WHAT THIS TASK INVOLVES: Pull out everything in the data below, from the line containing "request: trace the outline of every instance of the curly" down to the end of the data. Reproduce those lines verbatim, including both ends.

Stored dataset items:
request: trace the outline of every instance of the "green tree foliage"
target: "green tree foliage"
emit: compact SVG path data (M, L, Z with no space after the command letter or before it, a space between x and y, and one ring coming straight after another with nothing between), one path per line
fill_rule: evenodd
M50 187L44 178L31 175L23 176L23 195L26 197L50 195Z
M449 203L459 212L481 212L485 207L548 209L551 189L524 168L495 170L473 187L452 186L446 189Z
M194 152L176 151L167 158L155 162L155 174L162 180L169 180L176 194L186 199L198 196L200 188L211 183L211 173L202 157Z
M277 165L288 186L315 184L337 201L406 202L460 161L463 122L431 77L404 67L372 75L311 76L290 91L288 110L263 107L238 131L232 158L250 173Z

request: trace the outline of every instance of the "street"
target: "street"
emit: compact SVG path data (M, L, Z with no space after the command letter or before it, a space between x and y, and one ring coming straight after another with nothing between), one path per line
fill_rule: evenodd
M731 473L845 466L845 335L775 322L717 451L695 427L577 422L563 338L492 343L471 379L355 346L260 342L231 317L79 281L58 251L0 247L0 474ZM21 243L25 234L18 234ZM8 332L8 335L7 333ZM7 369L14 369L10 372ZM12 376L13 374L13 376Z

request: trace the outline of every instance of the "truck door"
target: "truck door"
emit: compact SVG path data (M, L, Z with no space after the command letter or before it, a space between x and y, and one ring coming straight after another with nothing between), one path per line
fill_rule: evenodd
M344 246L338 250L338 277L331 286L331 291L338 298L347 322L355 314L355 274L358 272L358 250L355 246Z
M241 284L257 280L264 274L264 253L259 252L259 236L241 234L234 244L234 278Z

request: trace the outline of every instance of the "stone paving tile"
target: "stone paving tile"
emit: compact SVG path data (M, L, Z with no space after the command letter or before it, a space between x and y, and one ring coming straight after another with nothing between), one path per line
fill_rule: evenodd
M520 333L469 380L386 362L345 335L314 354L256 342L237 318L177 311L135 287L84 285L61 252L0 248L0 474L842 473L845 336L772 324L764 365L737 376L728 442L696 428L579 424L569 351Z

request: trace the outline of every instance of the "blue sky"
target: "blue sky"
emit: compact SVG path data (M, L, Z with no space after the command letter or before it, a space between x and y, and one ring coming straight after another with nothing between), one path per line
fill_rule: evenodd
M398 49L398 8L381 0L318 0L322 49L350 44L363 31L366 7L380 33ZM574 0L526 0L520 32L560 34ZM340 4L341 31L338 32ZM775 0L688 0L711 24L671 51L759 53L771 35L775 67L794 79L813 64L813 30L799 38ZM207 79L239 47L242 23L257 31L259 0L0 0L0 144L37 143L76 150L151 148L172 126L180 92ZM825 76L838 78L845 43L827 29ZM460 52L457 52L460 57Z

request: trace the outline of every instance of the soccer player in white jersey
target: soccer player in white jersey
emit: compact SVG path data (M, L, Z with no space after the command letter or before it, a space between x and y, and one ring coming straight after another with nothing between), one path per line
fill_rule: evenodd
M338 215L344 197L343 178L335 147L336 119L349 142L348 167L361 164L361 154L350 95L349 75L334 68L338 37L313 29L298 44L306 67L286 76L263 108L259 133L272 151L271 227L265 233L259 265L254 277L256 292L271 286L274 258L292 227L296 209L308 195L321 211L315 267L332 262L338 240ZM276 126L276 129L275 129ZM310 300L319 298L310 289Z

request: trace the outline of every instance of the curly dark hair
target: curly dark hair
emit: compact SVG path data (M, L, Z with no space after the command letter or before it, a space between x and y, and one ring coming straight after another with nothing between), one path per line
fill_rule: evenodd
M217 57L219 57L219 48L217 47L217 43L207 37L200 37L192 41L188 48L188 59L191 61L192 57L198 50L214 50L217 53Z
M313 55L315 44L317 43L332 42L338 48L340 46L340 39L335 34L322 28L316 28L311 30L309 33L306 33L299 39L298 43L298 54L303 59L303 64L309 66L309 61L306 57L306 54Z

FULL SOLUTION:
request: trace the outline of every instance of the curly dark hair
target: curly dark hair
emit: compact SVG path data (M, L, Z with no space after the command letter or before it, a space between x and y, and one ring coming straight after another with nothing between), one path per line
fill_rule: evenodd
M217 57L219 57L219 48L217 47L217 43L207 37L200 37L192 41L188 48L188 59L191 61L192 57L198 50L214 50L217 53Z
M313 55L315 44L317 43L332 42L338 48L340 46L340 39L335 34L322 28L316 28L311 30L309 33L306 33L299 39L298 43L298 54L303 59L303 64L309 66L309 61L306 57L306 54Z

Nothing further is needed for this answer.